From   David Hoaglin <[email protected]>
To   [email protected]
Subject   Re: st: Comparing coefficients across sub-samples
Date   Thu, 2 Aug 2012 21:25:27 -0400

James,

The formula that Lisa gave is not Welch's t-test formula.  Welch's
formula produces a t-test on the difference between the two underlying
means, and the expression inside the square-root sign is (s1^2)/n1 +
(s2^2)/n2, where s1^2 and s2^2 are the respective sample variances.
(Those sample variances are also used in calculating the number of
degrees of freedom for the t-test, which will generally not be an
integer.)

In "Lisa's formula" the denominator is the square root of [se(B1)]^2 +
[se(B2)]^2, which can be written var(b1) + var(b2).  It uses the fact
that, since B1 and B2 come from different groups (and can be assumed
to be independent), var(B1 - B2) = var(B1) + var(B2).  Lisa is
replacing the true variances by their estimates from the two
regressions (the squares of the respective standard errors) and
referring z to the standard normal distribution.  The standard errors
of B1 and B2 already incorporate n1 and n2, along with other features
of the regression data.

David Hoaglin

On Thu, Aug 2, 2012 at 7:42 PM, Fitzgerald, James <[email protected]> wrote:
> Lisa,
> Do I need to divide the squared standard errors by n of each sample?

**Short task A**
Copy the part of the email about comparing regression coefficients word for word, starting with "On Thu, Aug" and going on through "of each sample?".

**Supplied records**
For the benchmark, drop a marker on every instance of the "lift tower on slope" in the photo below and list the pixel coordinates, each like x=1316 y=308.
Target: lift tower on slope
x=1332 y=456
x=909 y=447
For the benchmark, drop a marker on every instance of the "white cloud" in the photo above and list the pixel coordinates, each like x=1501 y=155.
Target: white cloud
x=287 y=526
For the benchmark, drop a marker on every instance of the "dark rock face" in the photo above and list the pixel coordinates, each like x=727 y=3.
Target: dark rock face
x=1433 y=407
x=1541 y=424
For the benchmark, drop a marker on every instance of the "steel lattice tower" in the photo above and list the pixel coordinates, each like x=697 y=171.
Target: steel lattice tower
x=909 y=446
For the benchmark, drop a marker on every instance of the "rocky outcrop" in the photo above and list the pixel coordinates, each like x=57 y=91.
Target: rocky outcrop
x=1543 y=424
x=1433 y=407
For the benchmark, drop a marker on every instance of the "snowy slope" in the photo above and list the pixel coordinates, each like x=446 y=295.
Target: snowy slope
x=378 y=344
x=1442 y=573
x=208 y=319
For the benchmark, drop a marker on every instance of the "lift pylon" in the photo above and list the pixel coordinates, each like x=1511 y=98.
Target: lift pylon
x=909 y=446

**Short task B**
Rewrite the rows, starting with the line with "like x=1501 y=155." and going on through the last row, replacing "drop a marker" with "place a point" and leaving everything else unchanged.

**Finished answer A**
On Thu, Aug 2, 2012 at 7:42 PM, Fitzgerald, James <[email protected]> wrote:
> Lisa,
> Do I need to divide the squared standard errors by n of each sample?

**Finished answer B**
For the benchmark, place a point on every instance of the "white cloud" in the photo above and list the pixel coordinates, each like x=1501 y=155.
Target: white cloud
x=287 y=526
For the benchmark, place a point on every instance of the "dark rock face" in the photo above and list the pixel coordinates, each like x=727 y=3.
Target: dark rock face
x=1433 y=407
x=1541 y=424
For the benchmark, place a point on every instance of the "steel lattice tower" in the photo above and list the pixel coordinates, each like x=697 y=171.
Target: steel lattice tower
x=909 y=446
For the benchmark, place a point on every instance of the "rocky outcrop" in the photo above and list the pixel coordinates, each like x=57 y=91.
Target: rocky outcrop
x=1543 y=424
x=1433 y=407
For the benchmark, place a point on every instance of the "snowy slope" in the photo above and list the pixel coordinates, each like x=446 y=295.
Target: snowy slope
x=378 y=344
x=1442 y=573
x=208 y=319
For the benchmark, place a point on every instance of the "lift pylon" in the photo above and list the pixel coordinates, each like x=1511 y=98.
Target: lift pylon
x=909 y=446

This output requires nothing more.